> **Available data**:
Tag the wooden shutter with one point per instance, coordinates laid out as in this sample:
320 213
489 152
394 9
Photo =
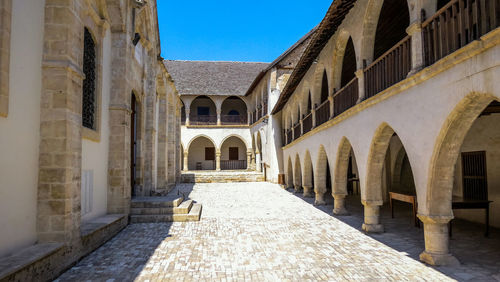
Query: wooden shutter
475 185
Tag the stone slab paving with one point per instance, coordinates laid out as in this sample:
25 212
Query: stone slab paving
249 231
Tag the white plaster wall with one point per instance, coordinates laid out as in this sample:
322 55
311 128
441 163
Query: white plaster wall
197 154
19 132
417 115
233 142
483 136
95 154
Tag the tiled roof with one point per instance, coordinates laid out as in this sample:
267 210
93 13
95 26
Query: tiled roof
213 78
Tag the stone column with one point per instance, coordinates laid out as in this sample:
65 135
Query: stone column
60 150
218 117
186 167
319 199
217 160
308 191
332 114
339 204
258 161
188 111
360 74
372 217
436 241
417 52
249 159
313 113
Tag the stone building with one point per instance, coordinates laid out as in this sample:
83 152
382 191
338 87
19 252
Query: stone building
89 117
399 99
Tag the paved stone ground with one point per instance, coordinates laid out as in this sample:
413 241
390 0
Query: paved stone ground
257 231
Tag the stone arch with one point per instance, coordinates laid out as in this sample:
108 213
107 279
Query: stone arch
297 174
372 191
196 156
308 175
320 175
446 152
289 178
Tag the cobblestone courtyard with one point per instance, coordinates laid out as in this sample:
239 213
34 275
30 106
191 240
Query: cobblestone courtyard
255 231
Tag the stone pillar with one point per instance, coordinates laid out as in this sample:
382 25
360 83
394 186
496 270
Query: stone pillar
217 160
332 114
162 168
186 167
249 160
319 199
436 241
60 150
313 113
218 117
372 217
417 52
297 188
360 74
339 204
188 111
308 191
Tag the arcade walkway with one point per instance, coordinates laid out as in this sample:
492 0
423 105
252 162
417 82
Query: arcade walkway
252 231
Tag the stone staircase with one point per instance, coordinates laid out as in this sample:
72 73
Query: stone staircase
164 209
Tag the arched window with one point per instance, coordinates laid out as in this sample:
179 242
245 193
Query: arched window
89 100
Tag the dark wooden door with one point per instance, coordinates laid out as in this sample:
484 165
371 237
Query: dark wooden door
133 143
233 153
475 185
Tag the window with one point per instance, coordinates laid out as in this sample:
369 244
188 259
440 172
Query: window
209 153
203 111
233 153
475 186
89 83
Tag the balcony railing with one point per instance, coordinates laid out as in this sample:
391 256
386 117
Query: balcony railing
323 112
233 119
346 97
202 119
296 131
457 24
389 69
307 123
233 164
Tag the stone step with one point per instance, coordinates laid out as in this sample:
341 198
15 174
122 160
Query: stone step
193 215
183 208
155 202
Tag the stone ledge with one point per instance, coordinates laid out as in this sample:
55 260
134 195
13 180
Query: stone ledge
11 264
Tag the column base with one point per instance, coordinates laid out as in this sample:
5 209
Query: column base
373 228
439 259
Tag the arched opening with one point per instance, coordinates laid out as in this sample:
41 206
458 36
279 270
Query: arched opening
202 111
233 154
464 170
297 175
393 20
324 87
348 64
234 111
201 154
289 179
308 177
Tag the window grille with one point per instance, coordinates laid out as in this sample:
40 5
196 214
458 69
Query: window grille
89 83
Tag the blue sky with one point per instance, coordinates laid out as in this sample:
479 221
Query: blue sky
248 30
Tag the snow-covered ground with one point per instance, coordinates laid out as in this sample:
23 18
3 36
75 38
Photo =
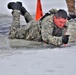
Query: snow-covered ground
46 61
58 61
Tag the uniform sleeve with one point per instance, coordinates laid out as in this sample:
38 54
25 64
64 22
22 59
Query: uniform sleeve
47 30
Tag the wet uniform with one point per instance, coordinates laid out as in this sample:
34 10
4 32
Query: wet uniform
42 30
71 6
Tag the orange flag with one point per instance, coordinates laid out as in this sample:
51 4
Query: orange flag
39 12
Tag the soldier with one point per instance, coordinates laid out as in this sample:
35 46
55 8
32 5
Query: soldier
71 8
50 28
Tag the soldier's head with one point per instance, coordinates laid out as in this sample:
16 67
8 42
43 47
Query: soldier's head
60 18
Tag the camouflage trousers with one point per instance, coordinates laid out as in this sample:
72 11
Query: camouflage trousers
71 6
31 31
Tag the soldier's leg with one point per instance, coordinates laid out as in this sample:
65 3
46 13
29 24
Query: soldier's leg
15 24
16 18
26 14
71 8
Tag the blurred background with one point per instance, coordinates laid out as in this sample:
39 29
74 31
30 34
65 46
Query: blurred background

> **Task to carry out**:
Report all lines in the listing above that contain the word "blurred".

> **Response to the task**:
Tag the blurred background with one point per instance, coordinates laid out as in this sample:
Query: blurred background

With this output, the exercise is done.